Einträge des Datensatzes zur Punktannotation
··········

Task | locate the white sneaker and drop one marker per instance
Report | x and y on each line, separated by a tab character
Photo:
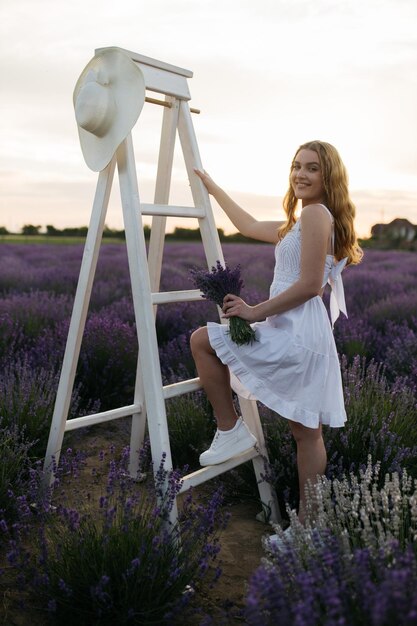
275	543
228	443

··········

__AUFGABE UND VORGABEN__
Kannst du sämtliche Zeilen der Einträge oben noch einmal wiedergeben und dabei jede Koordinate in den Antworten mit 1,45 skalieren, gerundet auf ganze Zahlen (ab ,5 aufrunden)? Lass die Bilder dabei weg.

__LÖSUNG__
Task | locate the white sneaker and drop one marker per instance
Report | x and y on each line, separated by a tab character
Photo:
399	787
331	642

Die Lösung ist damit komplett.